• **GOAL OF THE EXERCISE**
If a record holds a picture, omit that picture and copy everything else exactly.

• **TASK INPUTS**
○ ○ ○
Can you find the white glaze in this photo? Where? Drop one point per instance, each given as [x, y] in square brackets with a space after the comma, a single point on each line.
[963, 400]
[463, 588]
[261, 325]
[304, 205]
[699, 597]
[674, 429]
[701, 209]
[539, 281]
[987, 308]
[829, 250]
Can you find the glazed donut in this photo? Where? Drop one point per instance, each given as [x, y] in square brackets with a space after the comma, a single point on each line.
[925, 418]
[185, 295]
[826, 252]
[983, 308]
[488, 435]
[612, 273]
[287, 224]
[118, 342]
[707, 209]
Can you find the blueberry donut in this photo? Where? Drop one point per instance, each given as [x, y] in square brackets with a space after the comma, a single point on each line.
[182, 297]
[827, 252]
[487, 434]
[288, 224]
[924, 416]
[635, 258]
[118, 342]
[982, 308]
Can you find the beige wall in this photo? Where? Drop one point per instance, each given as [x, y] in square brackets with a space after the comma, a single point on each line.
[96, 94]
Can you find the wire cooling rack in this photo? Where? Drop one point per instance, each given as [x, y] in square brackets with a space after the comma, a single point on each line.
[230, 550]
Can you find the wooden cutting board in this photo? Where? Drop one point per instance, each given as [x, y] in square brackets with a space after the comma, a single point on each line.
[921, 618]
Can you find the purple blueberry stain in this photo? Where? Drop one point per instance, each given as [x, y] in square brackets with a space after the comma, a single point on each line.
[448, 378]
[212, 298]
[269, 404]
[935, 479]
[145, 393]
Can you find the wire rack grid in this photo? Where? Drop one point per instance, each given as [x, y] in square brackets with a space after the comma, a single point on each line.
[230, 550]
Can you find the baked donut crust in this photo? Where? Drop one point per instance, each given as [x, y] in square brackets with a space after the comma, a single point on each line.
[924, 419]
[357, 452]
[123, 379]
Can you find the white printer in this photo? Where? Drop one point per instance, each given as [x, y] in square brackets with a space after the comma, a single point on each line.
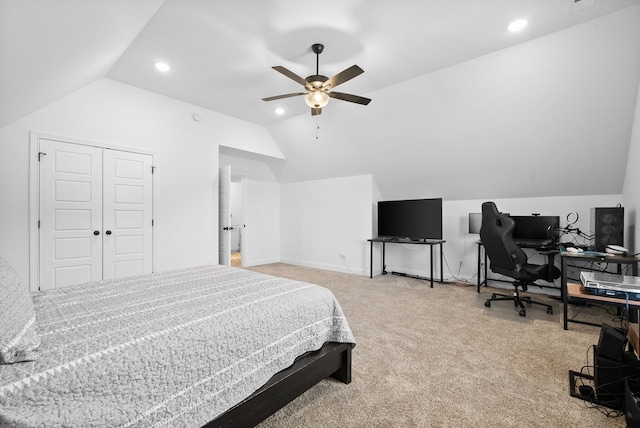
[611, 285]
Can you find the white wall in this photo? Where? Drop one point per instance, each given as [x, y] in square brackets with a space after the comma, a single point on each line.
[631, 190]
[261, 206]
[325, 223]
[186, 156]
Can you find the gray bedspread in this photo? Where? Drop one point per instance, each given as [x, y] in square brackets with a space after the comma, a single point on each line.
[168, 349]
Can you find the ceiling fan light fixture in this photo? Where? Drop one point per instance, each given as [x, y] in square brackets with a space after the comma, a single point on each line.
[317, 99]
[518, 25]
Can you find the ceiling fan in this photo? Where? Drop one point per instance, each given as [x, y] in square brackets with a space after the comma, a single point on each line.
[319, 87]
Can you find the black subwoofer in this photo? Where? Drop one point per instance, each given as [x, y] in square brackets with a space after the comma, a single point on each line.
[610, 375]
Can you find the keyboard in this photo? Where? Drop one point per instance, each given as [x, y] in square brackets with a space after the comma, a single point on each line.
[533, 243]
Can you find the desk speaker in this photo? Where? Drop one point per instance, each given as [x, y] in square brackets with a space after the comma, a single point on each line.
[607, 227]
[612, 342]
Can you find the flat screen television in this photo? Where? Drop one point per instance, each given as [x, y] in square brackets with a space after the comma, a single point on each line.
[414, 219]
[536, 228]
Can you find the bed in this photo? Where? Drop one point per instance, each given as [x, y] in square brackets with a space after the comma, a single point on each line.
[207, 346]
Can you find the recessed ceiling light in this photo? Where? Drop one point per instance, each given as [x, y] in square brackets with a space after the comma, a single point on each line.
[518, 25]
[161, 66]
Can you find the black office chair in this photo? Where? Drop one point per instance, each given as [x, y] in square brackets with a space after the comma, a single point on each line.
[508, 259]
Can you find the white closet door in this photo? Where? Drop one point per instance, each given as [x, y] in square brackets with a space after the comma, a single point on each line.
[70, 214]
[127, 196]
[224, 219]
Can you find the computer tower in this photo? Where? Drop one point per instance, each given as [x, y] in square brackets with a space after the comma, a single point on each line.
[610, 375]
[607, 227]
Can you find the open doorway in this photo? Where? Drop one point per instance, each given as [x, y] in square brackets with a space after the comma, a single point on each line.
[237, 226]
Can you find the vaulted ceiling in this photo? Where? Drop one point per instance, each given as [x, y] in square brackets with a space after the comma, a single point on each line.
[462, 108]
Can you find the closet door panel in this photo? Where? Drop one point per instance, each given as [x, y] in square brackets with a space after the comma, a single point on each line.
[70, 213]
[127, 213]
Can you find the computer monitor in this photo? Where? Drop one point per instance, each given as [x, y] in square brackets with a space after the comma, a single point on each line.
[475, 222]
[536, 227]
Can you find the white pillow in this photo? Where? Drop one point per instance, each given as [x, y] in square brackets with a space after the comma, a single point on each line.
[19, 340]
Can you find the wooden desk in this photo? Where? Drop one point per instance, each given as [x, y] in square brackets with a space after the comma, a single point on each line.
[567, 257]
[577, 291]
[429, 242]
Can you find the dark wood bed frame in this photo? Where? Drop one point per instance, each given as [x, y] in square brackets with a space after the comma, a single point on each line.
[332, 360]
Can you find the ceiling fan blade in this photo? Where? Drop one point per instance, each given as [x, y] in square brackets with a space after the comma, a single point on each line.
[277, 97]
[293, 76]
[342, 77]
[348, 97]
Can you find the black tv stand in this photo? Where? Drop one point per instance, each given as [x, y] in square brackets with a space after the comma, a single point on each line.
[429, 242]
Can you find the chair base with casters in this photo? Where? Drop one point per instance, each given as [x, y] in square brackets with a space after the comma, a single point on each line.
[518, 300]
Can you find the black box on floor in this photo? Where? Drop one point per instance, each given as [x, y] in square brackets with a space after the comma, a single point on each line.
[612, 342]
[609, 377]
[631, 399]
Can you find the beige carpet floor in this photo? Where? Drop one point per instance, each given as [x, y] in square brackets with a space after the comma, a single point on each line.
[438, 358]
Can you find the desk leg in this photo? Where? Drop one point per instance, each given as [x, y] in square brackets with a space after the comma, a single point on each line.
[371, 261]
[563, 293]
[441, 269]
[431, 263]
[384, 264]
[479, 268]
[485, 280]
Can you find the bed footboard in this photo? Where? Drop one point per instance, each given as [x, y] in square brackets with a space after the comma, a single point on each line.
[332, 360]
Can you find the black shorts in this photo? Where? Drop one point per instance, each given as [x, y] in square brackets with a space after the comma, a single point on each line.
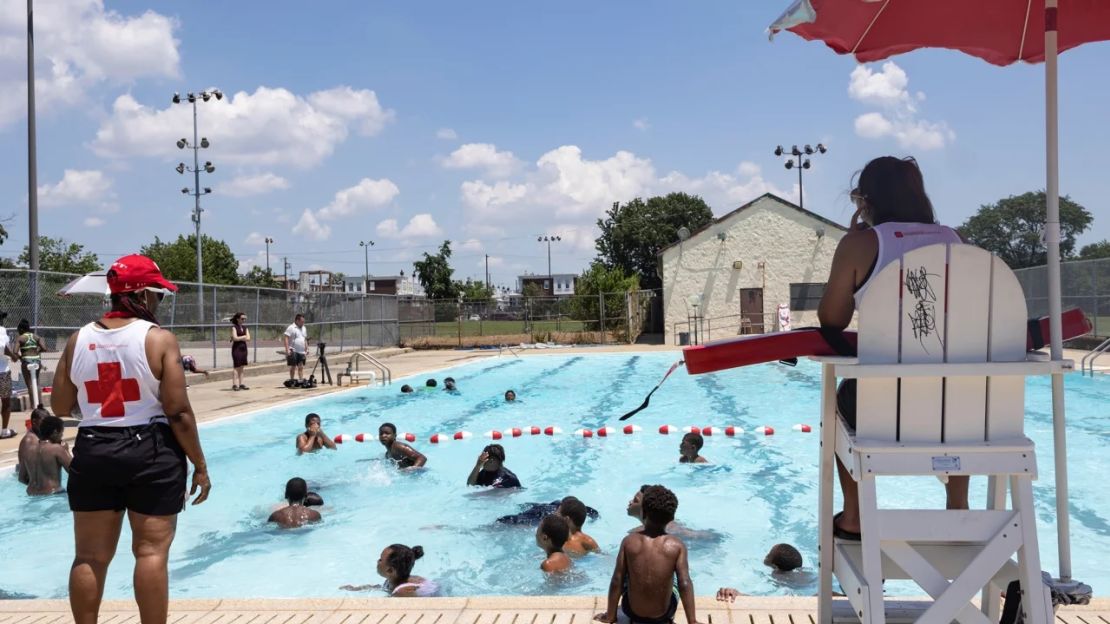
○ ○ ○
• **REPLY**
Can you find the white glaze in this photo? Where? Drop one point per instance, each given as [x, y] in square brackets with a space after the comma, a single point on each line.
[963, 400]
[463, 588]
[261, 325]
[304, 205]
[699, 597]
[674, 429]
[701, 209]
[539, 281]
[987, 308]
[829, 250]
Can you find the glazed donut in this photo? Where? Drop one point per instance, each given as [x, y] in square brackets with a space after the comma, a single point on each line.
[925, 418]
[185, 295]
[826, 252]
[983, 308]
[488, 435]
[612, 273]
[287, 224]
[118, 342]
[707, 209]
Can you find the blueberry donut in this photo? Where? Drop one point per instance, each given as [x, y] in square brackets with a space after the comma, a single point on each line.
[182, 297]
[827, 252]
[487, 434]
[288, 224]
[924, 416]
[635, 258]
[118, 342]
[982, 308]
Can you find the beige wall in this photo? Where? Drop one point per instance, each given as [x, y] in square brackets with a space after the comma, a single point on each line.
[96, 94]
Can you find the wire cooling rack in this photo? Where? Drop one point per instance, each given as [x, y] in square brackets with a space after the comma, a single point on each line.
[230, 550]
Can you find the wooden cutting board in this photo? Where? Drop one point per instance, each given as [x, y] in square brackets with a space after the comma, a single point on each line.
[921, 618]
Can you find the purple blueberry stain in this photo? Where? Drop one point per instance, each given as [x, y] in square brackets with a space after the comma, a single point on each line.
[448, 378]
[212, 298]
[269, 404]
[935, 479]
[145, 393]
Can you find the wire rack grid in this photo? Where? Drop one point per instance, each given as [x, y] in square brackets with a space after the comma, a single point on each line.
[230, 550]
Can you find the baked donut crust in this photo? Where? Drop one point per instance, each given as [x, y] in square brackets with a space after the comma, a single point on each line.
[924, 419]
[357, 452]
[123, 379]
Can you find the white printer in this photo? Where? Drop one point per instance, each given as [x, y] in square brackets with a space after the comma, a single point on each line.
[611, 285]
Can you find the white wall in this photo? Where? Drop one point per instance, each given as [x, y] in square brackets with a space after the comma, a single point on each line.
[631, 190]
[261, 206]
[325, 223]
[186, 156]
Can you find the gray bedspread in this photo? Where? Drop one point per instance, each given as [x, y] in square brackets with a space after the comma, a single point on each line.
[168, 349]
Can you find the ceiling fan light fixture in this photo? Where? Drop one point per instance, each given as [x, y] in square brackets with a space after the comma, a single point on each line.
[317, 99]
[518, 25]
Can you find the ceiling fan in this photo? Where? Drop one point per instance, each given as [x, y] in square brackets with a space after the comma, a single point on each line.
[319, 87]
Can you find the black subwoofer in this photo? Where? Drop one point per instance, each given as [x, y] in square brackets with a space after the comma, a single point on each line.
[610, 375]
Can you find the keyboard in this photo? Where? Drop one point per instance, each given as [x, y] in square brackets with a space after the comma, a single point on each line.
[533, 243]
Can you find the desk speaker in this photo? Where? Drop one point per instance, each given as [x, y] in square brackets with a space after the comma, a single point on each line.
[607, 227]
[612, 342]
Can you find the flat screen television in this photo? Where? Drop one point per instance, each given as [x, y] in square brackets with a space after the comma, a single point on each line.
[414, 219]
[536, 228]
Can you find the bed in this photo? Where? Drop one point per instance, each given as [x, y] in square brackets with a space after the comma, a single point on each line.
[207, 346]
Can you find the recessed ceiling light in this photo? Where? Drop one point per instance, each given as [x, y] in square brackets with a space after the comma, a single point on each line.
[518, 25]
[161, 66]
Can you find the black office chair in this photo? Where? Drop one point per instance, each given as [x, y] in square brackets with a space after the comma, a single point on each line.
[508, 259]
Can you find the white closet door in this photo? Where? Drop one point per instance, each given as [x, y] in square brackets with a space after the comma, a single point on each line.
[70, 214]
[127, 196]
[224, 219]
Can you find the computer tower in this photo? Where? Drop one point per instance, each given as [x, y] in square brackets with a space after the comma, a single point on each line.
[610, 375]
[607, 227]
Can you find the open doorway in this photo? Where? Drop one point per instance, each given as [x, y] in square brackets with a space after the comma, a single point on each line.
[237, 226]
Can you find the vaulted ceiling in this photo? Where? Drop one point per instance, each given as [x, y] in square brackets with a space after the comma, a single point on each line.
[462, 108]
Can you find the closet door panel in this photo? Where? Drop one point per instance, each given as [x, y] in square brackets with a space after the comma, a single point on each line.
[70, 213]
[127, 213]
Can you find the computer monitor in this photo? Where? Drop one point per instance, each given as [x, y] in square brackets with a space after the comma, a single point on each line.
[475, 222]
[536, 227]
Can you find the white pillow in this photo? Where? Drop one point per instance, each given as [x, y] in square brackets with a space after the comma, a single point on each line.
[19, 340]
Can you find the wooden desk in this photo? Where? Drop one point per instance, each given as [x, y] in square brackets with a space after the comma, a single point on each line.
[567, 257]
[577, 291]
[429, 242]
Can you find the dark wood bed frame in this photo? Where? Drop one point per instance, each given as [x, y] in square brackets with a space after the comma, a single point on each line.
[332, 360]
Can you find the ceiling fan blade in this photo? Where? Drop one point per instance, each given as [x, y] in square brackets with a space after the comma, a single point on each line.
[277, 97]
[293, 76]
[342, 77]
[348, 97]
Can you find the black tv stand in this photo? Where? Drop one point per instance, each given as [x, y] in square brackets with a space after the comma, a single point on each line.
[429, 242]
Can you find the chair base with casters in this photo? Where? Drop one point per instance, each given as [x, y] in square brackets with a space after the comma, a single point on each line.
[518, 300]
Can you find the black box on floor in this photo? Where? Drop one point per instance, each given as [x, y] in square brackets with a space after the comma, a single point on each line.
[612, 342]
[609, 377]
[631, 399]
Can you find the beige carpet floor in this photo? Where? Drop one point per instance, each given as [x, y] in square brackets with a space after the comma, a single point on each line.
[438, 358]
Can you find the desk leg in this photo? Where? Drop one point per instance, each given as [x, y] in square brackets with a space after the comma, a single point on each line.
[371, 261]
[563, 293]
[441, 269]
[431, 263]
[384, 264]
[479, 268]
[485, 280]
Can you find the bed footboard in this photo? Where? Drop one point per instance, each given as [x, y] in square brackets with a space after the comma, a single point on each line.
[332, 360]
Can you find the black shorts in this photo? Where? Drop one point per instance, each given as [x, y] in square brackets with a space after the comma, a single point on each line.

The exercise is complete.